• _ЗАДАЧИ ДЛЯ РЕШЕНИЯ_
A – При какой МТС рассказчица в отрывке о работе в МТС договорилась окончить курсы без отрыва от производства?
B – Напишите продолжение отрывка о работе в МТС, начав сразу после его последнего предложения.

• _ОТРЫВОК ТЕКСТА_
::::
«Уже в какой раз я прихожу в уком. Все прошу секретаря отпустить меня в соседний уезд в МТС работать. Он не соглашается. Все твердит, что я нужна здесь. Договорились, что пока без отрыва от производства окончу курсы при Вильяндиской МТС, а там, может…
Решение вернуться в МТС никто из моих близких не одобрял.
— Ну, чего тебе неймется? — говорили мне. — Работа в связи несложная, негрязная.
— Надорвешься ты на этой работе в МТС, — говорили другие. — Ни минуты покоя. В поле с утра до вечера.
Но я твердо стояла на своем. Я видела себя на тракторе. Стоило закрыть глаза, и передо мной волновалось золотое поле спелой ржи, которую я вырастила. Это была моя заветная мечта, и я ни с кем не хотела ее делить. «Посмотрим, что вы скажете, когда все сбудется», — мысленно отвечала я тем, кто меня отговаривал.
Совмещать работу с учебой, тем более мою, когда все время в разъездах, было непросто. Но я каждую свободную минуту использовала для занятий. Вместо художественной литературы читала в поезде учебники.
Особенно я любила те дни, в которые выпадало мое дежурство на курсах по классу. Я старалась прийти пораньше, пока никого нет. Подметала полы, аккуратно расставляла стулья. Встречала ребят (в группе я была единственной девушкой) как хозяйка. Занятия проходили весело, интересно и поэтому незаметно. Ребята в группе у нас были в основном молодые, любили пошутить друг над другом. Так уж устроен человек, ему хочется делать именно то, что в данный момент не позволено. На уроках кто-нибудь глупость сморозит, смеешься — не остановить. Буквально зажимаешь рот рукой, а сама боишься, как бы не подумали, что на курсы не учиться пришла, а развлекаться.
Говорят, плох тот солдат, который не мечтает стать генералом. Генералом я никогда не собиралась стать, а вот знаменитой, признаюсь честно, мечтала. Особенно остро это желание появилось в тот момент, когда выбрали меня, еще даже не трактористку, а только курсантку, на Второй съезд женщин Эстонии.
Сколько раз я ездила в Таллин, и никаких чувств эти поездки у меня не вызывали. А здесь ехала по знакомому маршруту и волновалась, будто ехала впервые. «Значит, верят мне, — думала я, — верят, что я стану настоящим механизатором. Не только оправдать доверие, но и удивить всех, стать самой лучшей — для этого надо одно: трудиться, трудиться, не зная усталости».
Практику сдала на «отлично». Осталось сдать теорию. Казалось, весь учебник, как говорится, от корки до корки выучила наизусть, а все равно волновалась до головной боли.
Экзаменаторы меня, женщину, спрашивали особенно придирчиво. Но я отвечала без запинки. Была уверена, и все ребята тоже, что получу «отлично». Они ахнули, когда узнали, что «хор» поставили. А я губу прикусила от злости и небрежно бросила: «Подумаешь! Жизнь покажет!».
Долгожданный день все-таки наступил. Я перешла на работу в МТС. Была там единственной женщиной-механизатором. Сначала меня никто даже помощником не хотел на трактор брать. Досадно и обидно мне было. Но я сразу успокоилась, когда выехала в поле. Радовалась, что наконец сижу за рулем трактора и занята настоящим делом, что я, как герои любимых моих книг и кинофильмов, участвую в строительстве новой жизни.
::::
• _ИСХОДНЫЕ ЗАПИСИ_
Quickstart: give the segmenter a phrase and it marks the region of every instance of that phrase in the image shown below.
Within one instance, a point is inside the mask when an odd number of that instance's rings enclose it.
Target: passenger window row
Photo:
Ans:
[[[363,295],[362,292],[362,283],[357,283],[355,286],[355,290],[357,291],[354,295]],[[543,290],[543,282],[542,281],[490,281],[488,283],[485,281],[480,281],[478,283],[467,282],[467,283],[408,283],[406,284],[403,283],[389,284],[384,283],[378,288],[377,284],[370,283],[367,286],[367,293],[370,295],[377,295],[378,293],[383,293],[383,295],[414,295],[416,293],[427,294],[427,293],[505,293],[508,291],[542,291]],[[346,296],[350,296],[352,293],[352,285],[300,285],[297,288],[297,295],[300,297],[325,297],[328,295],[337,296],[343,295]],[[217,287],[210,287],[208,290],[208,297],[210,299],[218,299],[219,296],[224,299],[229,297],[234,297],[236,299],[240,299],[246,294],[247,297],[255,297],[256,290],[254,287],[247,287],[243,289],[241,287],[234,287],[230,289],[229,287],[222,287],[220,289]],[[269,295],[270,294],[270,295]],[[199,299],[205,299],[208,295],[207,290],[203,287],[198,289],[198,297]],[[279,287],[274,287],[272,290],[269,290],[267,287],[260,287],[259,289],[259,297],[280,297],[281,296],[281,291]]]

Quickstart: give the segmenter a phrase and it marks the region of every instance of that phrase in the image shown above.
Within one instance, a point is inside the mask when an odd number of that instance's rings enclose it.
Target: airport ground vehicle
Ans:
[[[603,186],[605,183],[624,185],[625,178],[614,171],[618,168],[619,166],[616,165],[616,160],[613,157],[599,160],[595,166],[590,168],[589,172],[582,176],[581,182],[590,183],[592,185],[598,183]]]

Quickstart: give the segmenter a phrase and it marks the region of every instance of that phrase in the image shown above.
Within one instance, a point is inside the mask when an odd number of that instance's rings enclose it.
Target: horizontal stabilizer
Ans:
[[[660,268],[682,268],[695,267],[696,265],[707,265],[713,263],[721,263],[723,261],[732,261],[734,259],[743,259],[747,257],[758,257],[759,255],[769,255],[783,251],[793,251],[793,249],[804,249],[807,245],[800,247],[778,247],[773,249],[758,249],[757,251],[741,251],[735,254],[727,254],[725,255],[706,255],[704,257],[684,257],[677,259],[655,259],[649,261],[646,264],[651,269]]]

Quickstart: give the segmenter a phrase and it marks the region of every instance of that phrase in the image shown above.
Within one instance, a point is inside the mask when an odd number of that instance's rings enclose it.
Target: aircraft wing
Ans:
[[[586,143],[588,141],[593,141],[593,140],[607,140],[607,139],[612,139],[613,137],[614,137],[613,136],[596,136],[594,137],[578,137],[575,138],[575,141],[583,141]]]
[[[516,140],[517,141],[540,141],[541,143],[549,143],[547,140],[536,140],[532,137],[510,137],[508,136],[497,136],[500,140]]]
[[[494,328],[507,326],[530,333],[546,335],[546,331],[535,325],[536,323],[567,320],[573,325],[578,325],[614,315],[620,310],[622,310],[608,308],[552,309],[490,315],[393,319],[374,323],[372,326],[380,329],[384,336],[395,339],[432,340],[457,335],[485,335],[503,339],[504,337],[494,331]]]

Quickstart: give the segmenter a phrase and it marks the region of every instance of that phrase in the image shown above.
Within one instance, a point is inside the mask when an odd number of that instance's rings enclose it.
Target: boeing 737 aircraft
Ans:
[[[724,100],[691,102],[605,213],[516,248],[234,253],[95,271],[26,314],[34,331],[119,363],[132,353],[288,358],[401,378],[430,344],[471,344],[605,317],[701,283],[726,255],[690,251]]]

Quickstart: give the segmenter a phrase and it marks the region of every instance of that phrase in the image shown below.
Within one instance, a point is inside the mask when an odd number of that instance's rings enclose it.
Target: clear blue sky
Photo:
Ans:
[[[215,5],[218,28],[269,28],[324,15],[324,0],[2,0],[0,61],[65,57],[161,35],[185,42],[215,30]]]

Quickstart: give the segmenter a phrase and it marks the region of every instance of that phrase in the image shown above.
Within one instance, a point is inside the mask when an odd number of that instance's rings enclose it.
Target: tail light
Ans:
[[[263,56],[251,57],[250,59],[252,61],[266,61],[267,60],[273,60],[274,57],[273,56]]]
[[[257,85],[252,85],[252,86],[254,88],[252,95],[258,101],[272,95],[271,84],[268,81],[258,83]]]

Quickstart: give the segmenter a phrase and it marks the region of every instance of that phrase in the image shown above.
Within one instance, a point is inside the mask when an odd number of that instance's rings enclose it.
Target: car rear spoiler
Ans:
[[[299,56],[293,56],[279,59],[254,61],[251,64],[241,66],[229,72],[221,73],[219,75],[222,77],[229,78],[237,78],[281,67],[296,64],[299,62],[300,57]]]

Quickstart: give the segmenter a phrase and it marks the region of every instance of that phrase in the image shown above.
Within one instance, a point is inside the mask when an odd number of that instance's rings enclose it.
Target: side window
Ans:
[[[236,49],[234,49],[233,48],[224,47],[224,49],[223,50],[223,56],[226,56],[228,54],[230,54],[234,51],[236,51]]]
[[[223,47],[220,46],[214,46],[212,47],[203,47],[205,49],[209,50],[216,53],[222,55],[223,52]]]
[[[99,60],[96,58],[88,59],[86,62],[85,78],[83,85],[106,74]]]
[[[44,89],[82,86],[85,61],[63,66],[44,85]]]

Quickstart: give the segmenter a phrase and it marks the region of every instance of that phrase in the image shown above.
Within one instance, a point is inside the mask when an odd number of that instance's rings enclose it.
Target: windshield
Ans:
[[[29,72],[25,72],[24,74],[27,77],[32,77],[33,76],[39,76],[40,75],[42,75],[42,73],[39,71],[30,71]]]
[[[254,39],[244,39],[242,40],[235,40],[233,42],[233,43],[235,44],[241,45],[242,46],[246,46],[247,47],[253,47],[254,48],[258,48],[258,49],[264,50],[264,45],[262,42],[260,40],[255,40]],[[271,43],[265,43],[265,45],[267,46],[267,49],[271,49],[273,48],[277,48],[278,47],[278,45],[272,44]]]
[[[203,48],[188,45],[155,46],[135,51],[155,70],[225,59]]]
::::
• _ОТВЕТЫ ПО ЗАДАЧАМ_
A – При Вильяндиской МТС.

B –
Бывая на хуторе у Минды, видела, сколько трудов ей стоит поддерживать свое хозяйство. Без выходных, с раннего утра до позднего вечера она переходила от одного дела к другому, не имея права ни заболеть, ни развлечься. Только работа, работа, работа, и ничего больше, а в итоге — результаты плачевные.
Война и оккупация нанесли огромный ущерб сельскому хозяйству республики. Резко сократилось производство мяса — почти в три раза по сравнению с довоенным уровнем, значительно меньше стало производиться молока, яиц и других продуктов.
Красная Армия еще освобождала территорию Эстонской ССР от гитлеровских оккупантов, когда началось восстановление советской земельной реформы, которую начали проводить в 1940 году, после того как в Эстонии была установлена Советская власть и она была принята в состав СССР. Теперь, после освобождения, крестьянам возвращались земли, отнятые у них гитлеровцами. У кулаков изымались излишки земли, скота, инвентаря и передавались бедноте. Новоземельцы, как называли тех, кому отдавали излишки земли, отнятой у кулаков, получали жилые дома, тягло, сельскохозяйственный инвентарь, семена. Для оказания помощи труженикам деревни было создано двадцать четыре МТС и сотни машинно-коннопрокатных пунктов.
Новоземельцы не могли единолично поднять сельское хозяйство, тем более что кулаки шли на всякие подлости. В излишки они включали малопригодные земли, прятали семенной фонд. А у тех хуторян, кто начинал чуть-чуть подниматься, они сжигали хлеб, скотные дворы, отравляли колодцы. В деревне шла острая классовая борьба.
Нельзя забывать, что эстонские земли трудны для земледелия. Камни и болота — извечные враги эстонского земледельца. Крестьяне убирали камни с поля, перетаскивали их на межу, но плуг поднимал другие, и все повторялось. «Камни сами растут», — с отчаянием говорили крестьяне. А болота? Сколько труда приходилось вкладывать, чтобы осушить даже маленький участок, но коварное болото нередко вновь поглощало его.
Конечно, победить болото было бы легче сообща. Но эстонский крестьянин, корнями привязанный к земле и веками рассчитывающий только на собственные силы, отгораживающийся от соседей каменным забором, должен был преодолеть психологический барьер, чтобы понять и оценить силу общественного труда.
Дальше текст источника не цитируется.